**What is asked**
Arrange the lines below as a two-column CSV headed "text" and "answer", with one row for each line and its answer. Put each field in quotes, replace line breaks with spaces, and leave out the pictures.

**The input**
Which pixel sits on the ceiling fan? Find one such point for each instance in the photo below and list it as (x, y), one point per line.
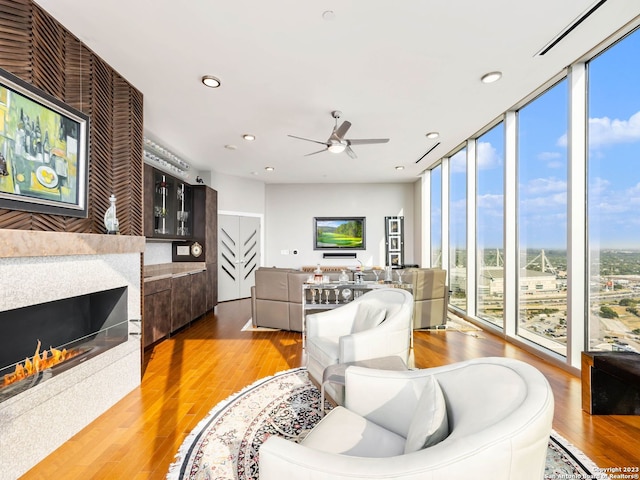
(337, 143)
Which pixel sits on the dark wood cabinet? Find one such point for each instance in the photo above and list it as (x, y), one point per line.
(168, 206)
(205, 231)
(180, 301)
(157, 310)
(198, 294)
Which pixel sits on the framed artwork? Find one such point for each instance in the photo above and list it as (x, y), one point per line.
(394, 241)
(43, 151)
(339, 233)
(393, 225)
(395, 259)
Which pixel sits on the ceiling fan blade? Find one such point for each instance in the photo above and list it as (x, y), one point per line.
(341, 131)
(366, 141)
(350, 152)
(313, 153)
(309, 140)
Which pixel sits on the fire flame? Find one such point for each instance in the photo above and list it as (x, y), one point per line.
(39, 362)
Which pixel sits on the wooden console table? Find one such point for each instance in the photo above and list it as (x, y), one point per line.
(611, 383)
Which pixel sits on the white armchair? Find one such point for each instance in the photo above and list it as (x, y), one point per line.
(498, 421)
(377, 324)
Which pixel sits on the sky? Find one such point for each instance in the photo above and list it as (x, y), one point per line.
(613, 173)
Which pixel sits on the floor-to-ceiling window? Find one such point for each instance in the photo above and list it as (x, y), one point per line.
(614, 197)
(490, 225)
(542, 219)
(458, 229)
(436, 216)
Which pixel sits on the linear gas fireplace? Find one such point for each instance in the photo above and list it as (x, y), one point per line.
(70, 316)
(40, 341)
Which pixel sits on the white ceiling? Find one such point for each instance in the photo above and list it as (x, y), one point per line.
(395, 69)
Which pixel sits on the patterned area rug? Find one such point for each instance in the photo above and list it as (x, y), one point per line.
(225, 444)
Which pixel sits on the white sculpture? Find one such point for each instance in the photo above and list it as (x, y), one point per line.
(110, 219)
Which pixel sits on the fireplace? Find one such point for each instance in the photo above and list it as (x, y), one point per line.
(67, 290)
(82, 327)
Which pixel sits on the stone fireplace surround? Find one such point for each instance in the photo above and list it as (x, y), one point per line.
(37, 267)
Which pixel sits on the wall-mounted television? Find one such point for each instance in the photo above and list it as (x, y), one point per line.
(339, 233)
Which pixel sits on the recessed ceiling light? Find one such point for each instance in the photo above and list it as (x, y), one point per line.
(328, 15)
(491, 77)
(211, 81)
(336, 148)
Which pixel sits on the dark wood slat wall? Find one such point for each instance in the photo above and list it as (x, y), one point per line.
(36, 48)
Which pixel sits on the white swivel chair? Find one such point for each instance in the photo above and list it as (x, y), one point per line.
(485, 419)
(377, 324)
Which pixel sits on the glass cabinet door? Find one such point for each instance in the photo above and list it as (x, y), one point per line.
(172, 207)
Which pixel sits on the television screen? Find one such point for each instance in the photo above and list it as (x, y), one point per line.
(339, 233)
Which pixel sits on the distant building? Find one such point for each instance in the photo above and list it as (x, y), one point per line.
(491, 282)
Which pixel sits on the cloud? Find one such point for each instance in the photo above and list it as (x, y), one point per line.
(487, 156)
(458, 163)
(490, 201)
(539, 186)
(604, 131)
(550, 156)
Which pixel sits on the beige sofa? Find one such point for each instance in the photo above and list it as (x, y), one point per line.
(276, 298)
(430, 294)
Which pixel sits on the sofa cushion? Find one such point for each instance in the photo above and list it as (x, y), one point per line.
(324, 349)
(345, 432)
(429, 424)
(367, 317)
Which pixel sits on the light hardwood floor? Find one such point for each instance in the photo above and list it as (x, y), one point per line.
(186, 375)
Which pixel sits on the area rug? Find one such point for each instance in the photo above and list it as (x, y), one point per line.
(225, 444)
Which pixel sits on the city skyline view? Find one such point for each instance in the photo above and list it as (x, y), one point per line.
(613, 184)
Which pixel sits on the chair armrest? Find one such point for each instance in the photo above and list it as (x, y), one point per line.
(282, 459)
(332, 323)
(386, 397)
(376, 342)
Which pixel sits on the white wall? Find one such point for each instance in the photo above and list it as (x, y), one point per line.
(237, 194)
(290, 209)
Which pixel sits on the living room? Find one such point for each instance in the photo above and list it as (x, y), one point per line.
(287, 209)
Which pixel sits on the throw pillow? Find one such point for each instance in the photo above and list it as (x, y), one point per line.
(367, 317)
(429, 424)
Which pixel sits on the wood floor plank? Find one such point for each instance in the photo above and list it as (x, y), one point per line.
(186, 375)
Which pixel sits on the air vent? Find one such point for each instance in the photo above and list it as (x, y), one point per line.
(428, 152)
(571, 27)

**Response to this task**
text,answer
"Which pixel sits on the ceiling fan? Find one such point for each instance in the photo below and list it as (x, y), one point per line.","(337, 143)"
"Which pixel sits on the dark wood cabinet? Find one such point for each instance in the photo above and list it as (x, y), one point per line.","(168, 206) (205, 231) (180, 301) (157, 310) (198, 294)"
"Which pixel sits on the framed artwork? Find one such point for each instance in the photo above and list it as (x, y), one point per line.","(394, 241) (43, 151) (339, 233) (393, 225) (395, 259)"
"Which pixel sits on the ceiling fan blade? Find one such point for each instance in the photo above and list it as (x, y), one point per line.","(341, 131) (366, 141) (350, 152) (313, 153) (309, 140)"
"Which pixel sits on the fire flame? Find one such point for each instance in the photo above and list it as (x, y), one point per line.","(39, 362)"
"Which pixel sits on the wooden console table? Find one such point for each instance in the photo above and list it as (x, y), one point per line.","(611, 383)"
"Which pixel sits on the white armchair? Find one such point for each instance in the photo above and list it as (x, y), one point per line.","(498, 421) (377, 324)"
"Which pixel sits on the sky? Find one such point for each instance in the photo above and list it as (x, y), one point per line.","(613, 173)"
"Which pixel sits on the floor-to-ceiling window? Find one such point for each instance in the photo above and list it as (x, y), one point per line.","(614, 197) (490, 225) (542, 219) (458, 229) (436, 216)"
"Which pixel sits on the linear gas fireplace? Find one such point for each instance in the photo above and list it as (x, y), one point per line.","(70, 316) (40, 341)"
"Which pixel sits on the white ceiling? Find one such point for each instance in the photo above and list it as (x, y), one point per line.","(395, 69)"
"Which pixel sits on the patterned area rug? Find one such point for each instance in the photo above and list it as (x, y), one point per line.","(225, 444)"
"Which pixel sits on the white sculpture? Find one such point for each instance in the photo above and list it as (x, y), one point per line.","(110, 219)"
"Which pixel sits on the fireplace? Find one such point for each instance in the photo above and list it as (x, y), one point per line.","(67, 290) (82, 327)"
"Which pixel sits on the stone fireplace surround? Find one such point for each instance in the photo above and list it as (x, y), one point per line.","(37, 267)"
"Which pixel sits on the wall-mounted television? Find one such point for each instance in the photo above and list it as (x, y), one point per line.","(339, 233)"
"Which pixel sits on the recessed ceiling light? Find one such point for each instance in the photo above and list it as (x, y), one point per line.","(328, 15) (491, 77) (211, 81) (336, 148)"
"Which pixel sits on the dark wood slat wall? Find one such point for each instance in the photo above and list it as (x, y), one point per line.","(36, 48)"
"Which pixel sits on the white swivel chair? Find one such point for each instance in the photo above and list it as (x, y), one point per line.","(485, 419) (377, 324)"
"Which pixel sits on the glass cabinet door? Find one such point for each instance in the photo above and list it as (x, y), one point per line.","(172, 207)"
"Which pixel sits on the television screen? Find one such point for each instance in the photo above and list it as (x, y), one point per line.","(339, 233)"
"Which pixel sits on the distant building? Find one such point for each instance in the photo above and list it as (x, y), one point per line.","(491, 282)"
"Which pixel sits on the cloud? Find one such point for each instance in the photo above and list it as (x, y), one point per line.","(487, 156) (458, 163) (490, 201) (539, 186) (604, 131) (550, 156)"
"Which pixel sits on the beige sofa? Find one such point for each instance in the photo above and list it as (x, y), one point per line.","(276, 298) (430, 294)"
"Which pixel sits on the sofa cushion? Find one such point for each instance in the photo above and list it as (x, y), one point per line.","(324, 349) (345, 432) (429, 424) (367, 317)"
"Which pixel sits on the light hardwood floor? Find one such point for each instance in the photo above and list it as (x, y), one point per line.","(186, 375)"
"Which pixel sits on the area rug? Find one such point for each instance in the photo above and list it as (x, y), one point per line.","(225, 444)"
"Which pixel sits on the city skyline view? Find one such point for each instance in the photo above and list it as (x, y), one point per line.","(613, 184)"
"Which pixel sits on the chair armrest? Find one such point for each instance in the photo above and list it as (x, y), one point per line.","(282, 459) (332, 323) (386, 397) (376, 342)"
"Which pixel sits on the white wall? Find one such point for each instance in the photo above and list it as (x, y), one point per line.","(237, 194) (290, 209)"
"Which pixel sits on the living room? Find one such point for each instance in the photo above and list it as (x, y), one point per line.","(287, 209)"
"Which pixel sits on the throw pillow? Find one such point for each instance in the photo above and list it as (x, y), one point per line.","(367, 317) (429, 424)"
"Which pixel sits on the wood floor plank? Find one such point for each instance in the photo above and list it as (x, y), one point per line.","(186, 375)"
"Which pixel sits on the air vent? Find one such point for each instance in the photo above and list it as (x, y), one point per line.","(428, 152) (571, 27)"